• **CHALLENGE**: Can you print the data exactly and leave out each image?

** Start of PROVIDED DATA **

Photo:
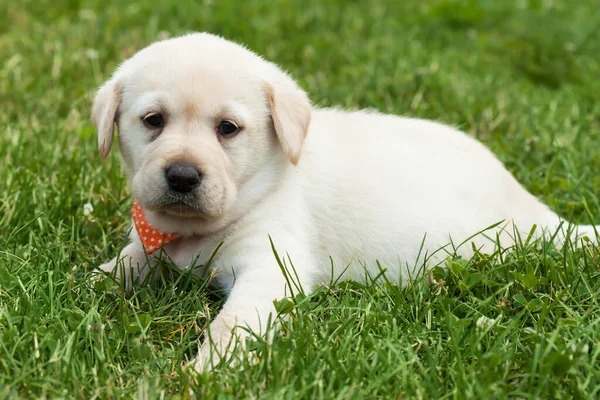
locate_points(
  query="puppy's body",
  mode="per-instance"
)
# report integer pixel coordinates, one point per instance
(359, 187)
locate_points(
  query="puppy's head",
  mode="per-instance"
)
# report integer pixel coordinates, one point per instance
(198, 117)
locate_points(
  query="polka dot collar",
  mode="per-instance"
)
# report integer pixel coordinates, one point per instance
(152, 239)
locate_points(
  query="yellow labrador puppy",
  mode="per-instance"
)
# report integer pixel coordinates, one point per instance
(221, 146)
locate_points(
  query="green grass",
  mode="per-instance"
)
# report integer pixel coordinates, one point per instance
(523, 77)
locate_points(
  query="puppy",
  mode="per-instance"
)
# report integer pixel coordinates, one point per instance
(222, 148)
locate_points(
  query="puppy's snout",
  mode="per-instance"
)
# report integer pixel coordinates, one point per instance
(182, 178)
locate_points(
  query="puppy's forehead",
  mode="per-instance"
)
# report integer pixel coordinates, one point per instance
(178, 73)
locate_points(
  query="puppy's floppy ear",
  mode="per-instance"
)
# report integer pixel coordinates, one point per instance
(290, 111)
(104, 114)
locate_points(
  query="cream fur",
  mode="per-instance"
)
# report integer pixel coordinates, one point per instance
(359, 187)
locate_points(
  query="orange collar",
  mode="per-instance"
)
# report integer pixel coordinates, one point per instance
(152, 239)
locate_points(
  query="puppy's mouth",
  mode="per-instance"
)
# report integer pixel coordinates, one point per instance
(180, 209)
(178, 206)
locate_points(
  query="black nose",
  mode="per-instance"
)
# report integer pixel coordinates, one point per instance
(182, 178)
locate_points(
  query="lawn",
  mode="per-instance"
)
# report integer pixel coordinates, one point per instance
(522, 76)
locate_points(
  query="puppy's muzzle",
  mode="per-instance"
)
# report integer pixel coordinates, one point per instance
(182, 178)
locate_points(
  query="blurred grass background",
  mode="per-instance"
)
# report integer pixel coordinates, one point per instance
(522, 76)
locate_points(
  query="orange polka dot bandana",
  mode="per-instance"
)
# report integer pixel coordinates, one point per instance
(152, 239)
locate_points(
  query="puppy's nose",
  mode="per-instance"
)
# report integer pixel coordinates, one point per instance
(182, 178)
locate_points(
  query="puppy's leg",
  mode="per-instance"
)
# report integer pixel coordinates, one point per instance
(131, 265)
(249, 307)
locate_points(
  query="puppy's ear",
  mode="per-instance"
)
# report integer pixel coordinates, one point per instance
(290, 111)
(104, 114)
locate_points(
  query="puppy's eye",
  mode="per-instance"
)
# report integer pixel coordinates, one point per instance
(154, 120)
(227, 128)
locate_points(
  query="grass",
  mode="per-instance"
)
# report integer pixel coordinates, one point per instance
(522, 77)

** End of PROVIDED DATA **

• **IN RESPONSE**:
Photo:
locate_points(
  query="puppy's body",
  mode="per-instance"
)
# report integer pixel coordinates, one point per instance
(359, 187)
locate_points(
  query="puppy's head",
  mode="per-instance"
)
# report integer pixel coordinates, one point per instance
(198, 117)
locate_points(
  query="polka dot collar",
  mode="per-instance"
)
# report integer pixel coordinates, one point per instance
(152, 239)
locate_points(
  query="yellow labrador puppy",
  mode="per-instance"
)
# report integer pixel coordinates, one point per instance
(221, 146)
locate_points(
  query="green grass",
  mode="per-instance"
)
# report integer pixel coordinates, one point per instance
(523, 77)
locate_points(
  query="puppy",
  mode="per-instance"
)
# report integer pixel coordinates, one point per instance
(222, 148)
locate_points(
  query="puppy's snout",
  mode="per-instance"
)
# report integer pixel coordinates, one point per instance
(182, 178)
locate_points(
  query="puppy's forehead",
  mode="per-instance"
)
# report integer pixel coordinates, one point per instance
(178, 73)
locate_points(
  query="puppy's floppy ear",
  mode="per-instance"
)
# report integer pixel coordinates, one point per instance
(290, 111)
(104, 114)
locate_points(
  query="cream fur",
  mode="per-instance"
)
# report integer pixel coordinates, one point per instance
(359, 187)
locate_points(
  query="orange collar",
  mode="per-instance"
)
# report integer pixel coordinates, one point per instance
(152, 239)
locate_points(
  query="puppy's mouth",
  mode="per-instance"
)
# report integer pixel coordinates, one point per instance
(180, 209)
(178, 206)
locate_points(
  query="black nose",
  mode="per-instance"
)
# report integer pixel coordinates, one point per instance
(182, 178)
locate_points(
  query="lawn",
  mode="per-instance"
)
# report integer pixel coordinates, one point per instance
(522, 76)
locate_points(
  query="puppy's muzzle",
  mode="per-instance"
)
# report integer pixel coordinates, one point per instance
(182, 178)
locate_points(
  query="blurred grass background",
  mode="per-instance"
)
# report integer pixel coordinates, one point per instance
(522, 76)
locate_points(
  query="orange polka dot bandana",
  mode="per-instance"
)
# report integer pixel coordinates, one point per instance
(152, 239)
locate_points(
  query="puppy's nose",
  mode="per-instance"
)
# report integer pixel coordinates, one point per instance
(182, 178)
locate_points(
  query="puppy's leg",
  mode="per-instance"
)
# report integer pixel coordinates, one point per instance
(131, 265)
(249, 307)
locate_points(
  query="puppy's ear",
  mode="per-instance"
)
# report integer pixel coordinates, one point per instance
(290, 111)
(104, 114)
locate_points(
  query="puppy's eye",
  mode="per-instance"
)
# report integer pixel coordinates, one point per instance
(154, 120)
(227, 128)
locate_points(
  query="grass",
  mode="per-instance"
)
# report integer pixel coordinates, one point per instance
(522, 77)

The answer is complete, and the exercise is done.